### YOUR ASSIGNMENT
In your answer, repeat each line of the data exactly.
*** RECORD SET Section Begins ***
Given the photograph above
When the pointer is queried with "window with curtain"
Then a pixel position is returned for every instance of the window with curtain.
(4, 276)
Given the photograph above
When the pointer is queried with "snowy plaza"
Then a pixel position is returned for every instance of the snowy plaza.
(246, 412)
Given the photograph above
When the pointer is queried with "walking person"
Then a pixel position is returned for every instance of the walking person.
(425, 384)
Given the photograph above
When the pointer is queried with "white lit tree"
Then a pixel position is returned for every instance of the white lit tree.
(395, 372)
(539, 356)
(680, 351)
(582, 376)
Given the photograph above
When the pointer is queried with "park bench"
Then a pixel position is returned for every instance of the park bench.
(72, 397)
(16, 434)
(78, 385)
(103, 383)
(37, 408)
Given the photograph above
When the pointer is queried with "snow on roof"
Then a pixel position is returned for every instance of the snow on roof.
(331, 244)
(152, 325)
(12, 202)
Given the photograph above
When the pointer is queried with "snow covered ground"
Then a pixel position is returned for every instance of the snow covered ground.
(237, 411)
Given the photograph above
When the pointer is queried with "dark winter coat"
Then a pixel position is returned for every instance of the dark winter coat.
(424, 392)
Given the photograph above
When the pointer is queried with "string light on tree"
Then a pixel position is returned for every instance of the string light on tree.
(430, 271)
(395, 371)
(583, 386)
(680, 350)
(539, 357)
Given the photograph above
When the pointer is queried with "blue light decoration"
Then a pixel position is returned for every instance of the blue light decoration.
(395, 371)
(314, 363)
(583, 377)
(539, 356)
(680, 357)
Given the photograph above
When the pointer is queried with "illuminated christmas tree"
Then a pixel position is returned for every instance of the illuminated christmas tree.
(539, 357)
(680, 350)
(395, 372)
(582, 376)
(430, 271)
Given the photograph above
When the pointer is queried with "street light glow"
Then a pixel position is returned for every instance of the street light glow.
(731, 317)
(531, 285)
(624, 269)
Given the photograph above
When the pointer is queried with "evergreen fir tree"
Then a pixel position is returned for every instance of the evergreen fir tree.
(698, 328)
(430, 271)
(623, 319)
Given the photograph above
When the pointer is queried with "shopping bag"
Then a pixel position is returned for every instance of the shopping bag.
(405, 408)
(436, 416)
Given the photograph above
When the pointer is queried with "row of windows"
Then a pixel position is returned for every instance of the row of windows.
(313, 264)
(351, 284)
*** RECORD SET Section Ends ***
### SOLUTION TO THE EXERCISE
Given the photograph above
When the pointer is queried with "window with curtain"
Then a pixel position is returned for every instance of the window with curtain.
(4, 276)
Given the photograph above
When the pointer is queried with "snowy plaza"
Then a pixel position is returned for every instance of the snowy plaza.
(246, 412)
Given the photograph above
When the pointer is queried with "walking person"
Then a pixel position is returned for every instance of the walking person.
(425, 384)
Given the photograph above
When the pointer is queried with "white lit tree"
Then a pixel position is returned for every instance of the white lit tree.
(395, 372)
(539, 356)
(680, 351)
(582, 376)
Given the photograph above
When the pointer is queried with "park bench"
Then a pixel position is returned for every instance of the park bench.
(72, 397)
(16, 434)
(78, 385)
(103, 383)
(37, 408)
Given the photograph above
When the pointer is queried with "snow on roof"
Then a pixel position is returned for every instance of the snow on roof.
(331, 244)
(152, 325)
(12, 202)
Given the photograph above
When the pointer is queried with "snow covered ground"
Then a pixel position is returned for every instance of the snow covered ground.
(237, 411)
Given the photograph above
When the pointer is queried with "dark winter coat"
Then a pixel position is returned for every instance of the dark winter coat.
(424, 392)
Given the photograph above
When the pointer is queried with "string light on tree"
Then a pixel position is returned for every instance of the string light on tree.
(430, 271)
(395, 371)
(583, 386)
(680, 350)
(539, 357)
Given the photograph above
When the pointer is queried with "blue light decoration"
Then a pixel position is returned for every instance of the blue light decoration.
(395, 371)
(314, 363)
(583, 377)
(539, 356)
(680, 357)
Given the photograph above
When the pointer is queried with "illuminated christmas tree"
Then a pixel position is returned for every instance of the illuminated christmas tree.
(539, 357)
(680, 350)
(395, 372)
(582, 376)
(430, 271)
Given the photograph above
When the pointer is queried with "street light glow"
Then a pixel position is returned for every instance of the street light glow.
(731, 317)
(531, 285)
(624, 269)
Given the photograph above
When the pointer is queried with "evergreen fir tree"
Then a pixel position is returned for every instance of the evergreen fir tree.
(698, 328)
(430, 271)
(623, 319)
Given the photograph above
When the pointer is queried with "shopping bag"
Then a pixel position is returned for every instance of the shopping bag.
(405, 408)
(436, 416)
Given the photograph above
When the pointer is queried with "row of windows"
Then a pixel position is returned for every instance of the row of windows.
(313, 264)
(351, 284)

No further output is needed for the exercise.